Exercise description: Count the lines in the entries below that contain the word "woman". Reply with the number alone.

Data rows:

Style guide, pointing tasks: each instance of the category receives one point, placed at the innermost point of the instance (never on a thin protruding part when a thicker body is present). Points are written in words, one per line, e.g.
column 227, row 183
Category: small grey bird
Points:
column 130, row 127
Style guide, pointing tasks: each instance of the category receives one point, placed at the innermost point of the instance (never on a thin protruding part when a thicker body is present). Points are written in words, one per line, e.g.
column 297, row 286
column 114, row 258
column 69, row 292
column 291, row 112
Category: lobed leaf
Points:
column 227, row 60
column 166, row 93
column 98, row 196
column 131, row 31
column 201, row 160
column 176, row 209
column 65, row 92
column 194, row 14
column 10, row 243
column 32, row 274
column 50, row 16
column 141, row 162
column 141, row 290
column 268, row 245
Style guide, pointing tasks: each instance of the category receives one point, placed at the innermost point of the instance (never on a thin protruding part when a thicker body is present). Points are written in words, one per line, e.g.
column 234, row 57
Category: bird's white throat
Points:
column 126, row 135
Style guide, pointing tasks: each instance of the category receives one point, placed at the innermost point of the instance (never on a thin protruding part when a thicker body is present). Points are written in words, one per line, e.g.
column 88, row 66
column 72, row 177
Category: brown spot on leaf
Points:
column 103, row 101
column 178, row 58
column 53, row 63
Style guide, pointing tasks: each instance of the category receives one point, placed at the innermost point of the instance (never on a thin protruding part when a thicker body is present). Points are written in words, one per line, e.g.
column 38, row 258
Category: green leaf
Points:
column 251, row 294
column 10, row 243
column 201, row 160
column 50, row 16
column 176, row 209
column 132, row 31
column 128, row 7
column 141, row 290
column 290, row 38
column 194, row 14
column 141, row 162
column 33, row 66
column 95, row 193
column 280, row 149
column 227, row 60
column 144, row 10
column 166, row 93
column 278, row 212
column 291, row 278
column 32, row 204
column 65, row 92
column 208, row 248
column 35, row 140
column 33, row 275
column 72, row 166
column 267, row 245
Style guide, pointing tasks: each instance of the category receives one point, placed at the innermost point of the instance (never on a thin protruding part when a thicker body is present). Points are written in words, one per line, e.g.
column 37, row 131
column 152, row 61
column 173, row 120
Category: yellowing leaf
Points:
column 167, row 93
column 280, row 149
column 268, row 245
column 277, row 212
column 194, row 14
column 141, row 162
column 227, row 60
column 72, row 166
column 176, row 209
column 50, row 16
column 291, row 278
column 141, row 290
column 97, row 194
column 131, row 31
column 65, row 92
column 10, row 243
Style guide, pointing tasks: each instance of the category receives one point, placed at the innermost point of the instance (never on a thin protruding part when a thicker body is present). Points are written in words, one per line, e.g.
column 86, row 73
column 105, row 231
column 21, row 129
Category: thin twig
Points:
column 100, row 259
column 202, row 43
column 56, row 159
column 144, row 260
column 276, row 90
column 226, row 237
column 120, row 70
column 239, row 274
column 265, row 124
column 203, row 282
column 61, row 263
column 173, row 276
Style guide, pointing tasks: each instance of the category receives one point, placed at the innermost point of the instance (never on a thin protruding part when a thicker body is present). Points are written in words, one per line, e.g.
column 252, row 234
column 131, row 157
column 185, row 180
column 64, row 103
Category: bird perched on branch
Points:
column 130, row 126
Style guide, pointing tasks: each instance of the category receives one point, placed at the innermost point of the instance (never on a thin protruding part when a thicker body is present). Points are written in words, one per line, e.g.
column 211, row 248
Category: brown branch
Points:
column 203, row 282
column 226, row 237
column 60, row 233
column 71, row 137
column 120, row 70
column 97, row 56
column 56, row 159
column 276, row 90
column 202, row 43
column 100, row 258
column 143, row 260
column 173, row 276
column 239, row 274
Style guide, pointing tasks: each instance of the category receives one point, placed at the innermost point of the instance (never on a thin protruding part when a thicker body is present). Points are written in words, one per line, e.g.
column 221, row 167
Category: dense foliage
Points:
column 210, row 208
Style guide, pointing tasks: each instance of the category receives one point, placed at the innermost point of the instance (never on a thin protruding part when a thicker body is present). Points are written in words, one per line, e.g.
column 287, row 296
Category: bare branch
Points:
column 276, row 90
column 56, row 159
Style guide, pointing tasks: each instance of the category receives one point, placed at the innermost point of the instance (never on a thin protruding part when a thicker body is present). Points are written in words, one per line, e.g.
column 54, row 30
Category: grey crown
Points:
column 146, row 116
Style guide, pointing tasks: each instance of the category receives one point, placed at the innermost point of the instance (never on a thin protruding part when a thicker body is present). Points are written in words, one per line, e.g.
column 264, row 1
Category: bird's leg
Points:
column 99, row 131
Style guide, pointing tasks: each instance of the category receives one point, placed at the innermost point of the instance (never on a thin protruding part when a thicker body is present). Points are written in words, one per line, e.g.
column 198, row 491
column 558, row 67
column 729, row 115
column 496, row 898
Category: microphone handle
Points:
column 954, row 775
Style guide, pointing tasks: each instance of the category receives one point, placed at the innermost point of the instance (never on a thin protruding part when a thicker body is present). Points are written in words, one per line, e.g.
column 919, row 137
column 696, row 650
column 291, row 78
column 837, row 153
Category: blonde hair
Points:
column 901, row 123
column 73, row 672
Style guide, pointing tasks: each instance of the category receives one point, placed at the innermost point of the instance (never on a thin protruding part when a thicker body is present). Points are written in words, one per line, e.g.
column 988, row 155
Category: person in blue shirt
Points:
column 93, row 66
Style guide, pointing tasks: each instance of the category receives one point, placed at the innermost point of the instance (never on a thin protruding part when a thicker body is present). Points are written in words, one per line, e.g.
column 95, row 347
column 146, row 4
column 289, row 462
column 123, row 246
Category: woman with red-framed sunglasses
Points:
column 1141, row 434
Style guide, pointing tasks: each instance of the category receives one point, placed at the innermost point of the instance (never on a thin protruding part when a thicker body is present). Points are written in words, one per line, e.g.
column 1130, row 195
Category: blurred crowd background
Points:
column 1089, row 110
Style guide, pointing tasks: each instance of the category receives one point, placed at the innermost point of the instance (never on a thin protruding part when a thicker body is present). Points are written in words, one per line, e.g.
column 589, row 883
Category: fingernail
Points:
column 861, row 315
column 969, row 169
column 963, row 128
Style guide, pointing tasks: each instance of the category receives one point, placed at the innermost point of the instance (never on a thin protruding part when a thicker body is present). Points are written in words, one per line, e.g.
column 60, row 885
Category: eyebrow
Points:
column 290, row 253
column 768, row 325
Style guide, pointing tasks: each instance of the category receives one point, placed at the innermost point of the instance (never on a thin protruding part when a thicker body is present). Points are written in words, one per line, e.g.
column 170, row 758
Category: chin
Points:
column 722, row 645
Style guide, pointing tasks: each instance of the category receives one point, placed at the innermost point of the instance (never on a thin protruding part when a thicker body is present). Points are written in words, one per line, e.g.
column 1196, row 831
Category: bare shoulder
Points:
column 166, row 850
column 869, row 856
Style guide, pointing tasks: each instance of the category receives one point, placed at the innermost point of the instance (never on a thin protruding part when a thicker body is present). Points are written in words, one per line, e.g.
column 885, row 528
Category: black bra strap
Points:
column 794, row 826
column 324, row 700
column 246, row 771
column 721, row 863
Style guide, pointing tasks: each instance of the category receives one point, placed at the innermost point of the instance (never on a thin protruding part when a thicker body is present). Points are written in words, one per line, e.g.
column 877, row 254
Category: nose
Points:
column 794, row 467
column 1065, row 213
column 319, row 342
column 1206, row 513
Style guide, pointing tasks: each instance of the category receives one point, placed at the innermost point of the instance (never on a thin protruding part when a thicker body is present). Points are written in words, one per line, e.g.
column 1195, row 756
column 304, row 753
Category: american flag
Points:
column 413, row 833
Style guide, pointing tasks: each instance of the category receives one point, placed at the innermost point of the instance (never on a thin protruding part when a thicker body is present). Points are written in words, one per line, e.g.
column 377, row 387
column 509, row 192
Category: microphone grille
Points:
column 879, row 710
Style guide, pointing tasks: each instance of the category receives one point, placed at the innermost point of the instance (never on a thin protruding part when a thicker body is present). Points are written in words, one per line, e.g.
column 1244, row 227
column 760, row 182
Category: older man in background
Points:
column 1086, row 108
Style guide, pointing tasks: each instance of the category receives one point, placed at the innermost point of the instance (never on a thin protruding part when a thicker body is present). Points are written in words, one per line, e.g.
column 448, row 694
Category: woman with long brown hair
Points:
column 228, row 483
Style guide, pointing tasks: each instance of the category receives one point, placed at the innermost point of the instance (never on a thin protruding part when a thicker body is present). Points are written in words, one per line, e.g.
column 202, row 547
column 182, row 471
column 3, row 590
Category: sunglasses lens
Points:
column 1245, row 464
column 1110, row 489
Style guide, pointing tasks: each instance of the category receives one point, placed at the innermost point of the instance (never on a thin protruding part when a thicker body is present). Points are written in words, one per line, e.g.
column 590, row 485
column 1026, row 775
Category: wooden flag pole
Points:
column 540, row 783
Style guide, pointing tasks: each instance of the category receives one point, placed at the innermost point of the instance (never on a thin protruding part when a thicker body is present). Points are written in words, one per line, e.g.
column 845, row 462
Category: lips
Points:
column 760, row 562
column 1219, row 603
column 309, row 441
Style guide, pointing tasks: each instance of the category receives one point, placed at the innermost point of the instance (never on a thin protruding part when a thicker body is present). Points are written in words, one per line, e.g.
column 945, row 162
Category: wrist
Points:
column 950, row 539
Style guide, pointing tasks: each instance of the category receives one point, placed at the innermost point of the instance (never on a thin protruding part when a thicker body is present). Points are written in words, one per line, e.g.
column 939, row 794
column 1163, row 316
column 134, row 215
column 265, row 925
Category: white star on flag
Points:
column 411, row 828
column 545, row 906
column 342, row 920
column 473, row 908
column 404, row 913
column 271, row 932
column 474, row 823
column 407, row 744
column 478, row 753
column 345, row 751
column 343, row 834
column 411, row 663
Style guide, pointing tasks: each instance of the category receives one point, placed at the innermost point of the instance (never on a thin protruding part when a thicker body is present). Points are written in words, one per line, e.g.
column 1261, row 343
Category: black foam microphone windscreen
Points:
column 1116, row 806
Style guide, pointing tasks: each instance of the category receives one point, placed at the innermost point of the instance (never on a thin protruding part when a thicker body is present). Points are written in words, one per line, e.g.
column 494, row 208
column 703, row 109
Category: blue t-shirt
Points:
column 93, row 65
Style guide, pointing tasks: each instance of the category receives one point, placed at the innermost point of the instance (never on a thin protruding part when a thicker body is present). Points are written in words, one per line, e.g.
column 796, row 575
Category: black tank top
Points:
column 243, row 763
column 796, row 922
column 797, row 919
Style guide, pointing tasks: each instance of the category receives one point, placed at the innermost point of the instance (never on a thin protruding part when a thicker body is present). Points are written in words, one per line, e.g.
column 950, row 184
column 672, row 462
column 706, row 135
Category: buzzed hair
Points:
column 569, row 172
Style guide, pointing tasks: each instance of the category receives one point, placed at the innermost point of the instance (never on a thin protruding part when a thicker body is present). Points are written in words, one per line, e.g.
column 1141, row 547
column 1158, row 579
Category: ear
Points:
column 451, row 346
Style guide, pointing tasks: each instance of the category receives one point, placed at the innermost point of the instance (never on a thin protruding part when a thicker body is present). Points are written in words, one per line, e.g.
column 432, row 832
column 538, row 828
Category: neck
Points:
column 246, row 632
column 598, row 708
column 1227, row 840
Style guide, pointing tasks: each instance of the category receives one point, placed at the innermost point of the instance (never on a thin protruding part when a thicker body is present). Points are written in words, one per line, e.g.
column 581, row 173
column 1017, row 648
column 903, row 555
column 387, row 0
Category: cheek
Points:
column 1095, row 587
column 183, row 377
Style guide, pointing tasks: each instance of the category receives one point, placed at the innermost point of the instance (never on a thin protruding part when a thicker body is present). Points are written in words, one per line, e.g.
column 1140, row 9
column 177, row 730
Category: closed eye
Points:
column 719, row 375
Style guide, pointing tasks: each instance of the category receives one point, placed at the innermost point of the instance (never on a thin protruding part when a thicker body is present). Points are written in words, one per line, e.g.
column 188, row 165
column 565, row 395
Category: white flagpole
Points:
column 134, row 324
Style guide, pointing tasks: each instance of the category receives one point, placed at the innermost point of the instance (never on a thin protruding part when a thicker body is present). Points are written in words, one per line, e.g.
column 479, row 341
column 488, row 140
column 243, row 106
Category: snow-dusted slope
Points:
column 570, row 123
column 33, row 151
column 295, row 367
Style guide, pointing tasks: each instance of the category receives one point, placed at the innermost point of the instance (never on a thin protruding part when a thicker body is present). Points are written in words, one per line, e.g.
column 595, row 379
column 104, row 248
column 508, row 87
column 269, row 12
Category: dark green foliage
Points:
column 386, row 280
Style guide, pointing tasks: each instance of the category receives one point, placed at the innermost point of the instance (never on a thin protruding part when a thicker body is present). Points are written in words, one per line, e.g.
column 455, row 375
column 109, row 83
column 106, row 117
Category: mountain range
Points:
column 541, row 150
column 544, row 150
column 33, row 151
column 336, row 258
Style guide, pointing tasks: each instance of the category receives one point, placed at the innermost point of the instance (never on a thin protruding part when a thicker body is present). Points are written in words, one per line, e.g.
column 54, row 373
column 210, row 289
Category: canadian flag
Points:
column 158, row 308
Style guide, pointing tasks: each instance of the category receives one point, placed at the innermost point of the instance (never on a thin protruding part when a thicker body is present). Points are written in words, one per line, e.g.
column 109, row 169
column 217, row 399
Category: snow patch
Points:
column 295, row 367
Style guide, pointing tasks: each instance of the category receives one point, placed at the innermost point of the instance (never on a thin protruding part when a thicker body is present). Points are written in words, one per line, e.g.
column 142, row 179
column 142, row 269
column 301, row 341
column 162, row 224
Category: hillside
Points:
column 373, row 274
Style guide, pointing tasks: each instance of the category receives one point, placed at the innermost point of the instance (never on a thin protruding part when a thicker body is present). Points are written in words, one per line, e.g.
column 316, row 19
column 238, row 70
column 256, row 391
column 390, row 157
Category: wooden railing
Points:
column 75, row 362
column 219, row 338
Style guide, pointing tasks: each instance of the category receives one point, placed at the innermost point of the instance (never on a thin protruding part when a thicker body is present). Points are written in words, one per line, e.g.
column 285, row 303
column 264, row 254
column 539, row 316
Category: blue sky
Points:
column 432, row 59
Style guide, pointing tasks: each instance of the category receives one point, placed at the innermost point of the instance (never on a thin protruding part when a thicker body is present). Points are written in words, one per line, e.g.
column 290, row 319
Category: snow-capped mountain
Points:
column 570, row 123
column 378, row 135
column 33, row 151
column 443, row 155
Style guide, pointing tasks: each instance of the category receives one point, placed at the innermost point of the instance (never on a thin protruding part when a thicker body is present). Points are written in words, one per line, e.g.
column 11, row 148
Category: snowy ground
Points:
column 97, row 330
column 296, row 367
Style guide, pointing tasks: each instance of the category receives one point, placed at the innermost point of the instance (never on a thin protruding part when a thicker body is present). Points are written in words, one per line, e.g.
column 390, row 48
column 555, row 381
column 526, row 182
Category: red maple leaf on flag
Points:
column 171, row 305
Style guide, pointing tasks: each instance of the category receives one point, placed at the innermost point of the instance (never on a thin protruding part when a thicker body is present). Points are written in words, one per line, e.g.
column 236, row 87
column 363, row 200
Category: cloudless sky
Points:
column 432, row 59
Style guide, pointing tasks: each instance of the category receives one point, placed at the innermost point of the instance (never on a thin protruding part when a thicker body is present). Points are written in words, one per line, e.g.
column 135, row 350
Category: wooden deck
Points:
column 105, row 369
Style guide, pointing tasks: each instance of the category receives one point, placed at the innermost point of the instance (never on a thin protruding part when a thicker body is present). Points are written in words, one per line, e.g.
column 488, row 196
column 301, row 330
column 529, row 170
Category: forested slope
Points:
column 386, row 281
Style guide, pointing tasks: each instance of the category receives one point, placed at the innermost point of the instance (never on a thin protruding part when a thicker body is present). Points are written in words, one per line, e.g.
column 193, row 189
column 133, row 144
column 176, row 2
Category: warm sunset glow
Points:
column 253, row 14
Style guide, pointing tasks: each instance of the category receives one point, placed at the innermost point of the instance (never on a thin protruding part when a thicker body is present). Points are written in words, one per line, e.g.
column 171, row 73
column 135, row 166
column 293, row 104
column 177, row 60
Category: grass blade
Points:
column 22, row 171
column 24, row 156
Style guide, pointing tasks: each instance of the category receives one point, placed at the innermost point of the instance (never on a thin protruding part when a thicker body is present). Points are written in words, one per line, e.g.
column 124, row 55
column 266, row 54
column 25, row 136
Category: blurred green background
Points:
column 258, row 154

Answer to the exercise: 2